**Jobs:**
(a) Reproduce the purchase agreement text word for word from "3.8 LITIGATION. There" to "of the Company.".
(b) Write the next part of the purchase agreement text, picking up after its last sentence.

3.8 LITIGATION. There are no actions, suits, proceedings or
investigations pending against the Company or its properties before any court
or governmental agency (nor, to the Company's knowledge, is there any written
threat thereof), which, either individually or in the aggregate, reasonably
would be expected to result in any material adverse change in the business or
financial condition of the Company or any of its properties or assets, or in
any material impairment of the right or ability of the Company to carry on
its business as now conducted or as presently proposed to be conducted, or in
any material liability on the part of the Company.
4. REPRESENTATIONS, WARRANTIES AND COVENANTS OF THE PURCHASERS.
Each Purchaser hereby represents and warrants to the Company and agrees
with respect to his, her or its purchase of the Shares as follows:
4.1 AUTHORIZATION. All acts and conditions necessary for the
authorization, execution, delivery and consummation by such Purchaser of this
Agreement and the Ancillary Agreements and the transactions contemplated herein
and therein have been taken, performed and obtained. This Agreement and the
Ancillary Agreements constitute valid and legally binding obligations of such
Purchaser, enforceable against such Purchaser in accordance with their
respective terms, except as rights to indemnity and contribution thereunder may
be limited by applicable law and public policy and subject, as to enforcement,
(i) to bankruptcy, insolvency, reorganization, arrangement, moratorium and other
laws of general applicability relating to or affecting creditors' rights and
(ii) to general principles of equity, whether such enforceability is considered
in a proceeding in equity or at law.

**Raw data:**
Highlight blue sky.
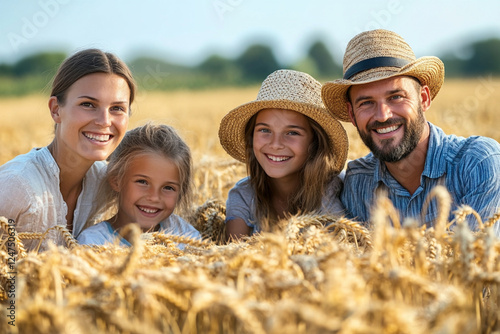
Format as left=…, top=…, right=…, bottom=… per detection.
left=0, top=0, right=500, bottom=65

**Outputs in order:**
(a)
3.8 LITIGATION. There are no actions, suits, proceedings or
investigations pending against the Company or its properties before any court
or governmental agency (nor, to the Company's knowledge, is there any written
threat thereof), which, either individually or in the aggregate, reasonably
would be expected to result in any material adverse change in the business or
financial condition of the Company or any of its properties or assets, or in
any material impairment of the right or ability of the Company to carry on
its business as now conducted or as presently proposed to be conducted, or in
any material liability on the part of the Company.

(b)
4.2 INVESTMENT REPRESENTATIONS AND COVENANTS OF THE PURCHASERS.
4.2.1 Each Purchaser acknowledges that this Agreement is made
by the Company with such Purchaser in reliance upon such Purchaser's
representations and covenants made in this SECTION 4. Each Purchaser
represents that the Shares to be received will be acquired for investment for
such Purchaser's own account, not as a nominee or agent, and not with a view
to the sale or distribution of any part thereof, and that such Purchaser has
no present intention of selling, granting any participation in or otherwise
distributing the same. Each Purchaser further represents that such Purchaser
does not have any contract, undertaking, agreement or arrangement with any
person to sell, transfer or grant participations to such person or to any
third person, with respect to any of the Shares or any Common Stock acquired
on conversion or exercise thereof (collectively, "Restricted Securities ").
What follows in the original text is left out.